• Instructions for the task:
Copy the records below word for word, omitting the pictures.

— begin Dataset content —

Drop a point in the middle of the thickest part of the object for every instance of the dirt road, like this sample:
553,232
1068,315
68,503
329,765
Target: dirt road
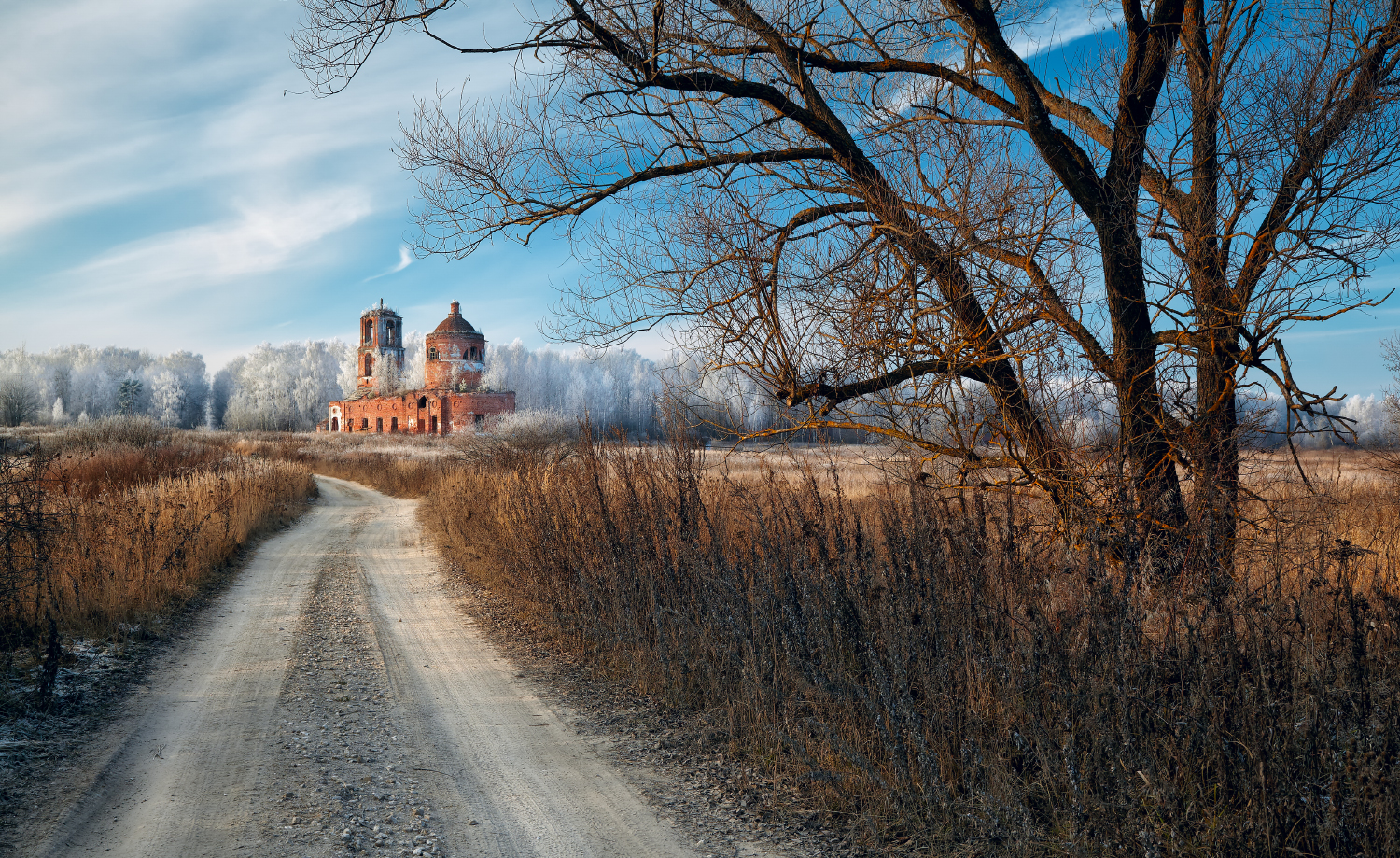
338,701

— end Dataset content —

• Reply to the task:
Drop a point in the middle of the thickest part of the object for every instance of the dirt road, like this sample:
553,232
1068,315
68,503
329,765
Target: dirt road
338,701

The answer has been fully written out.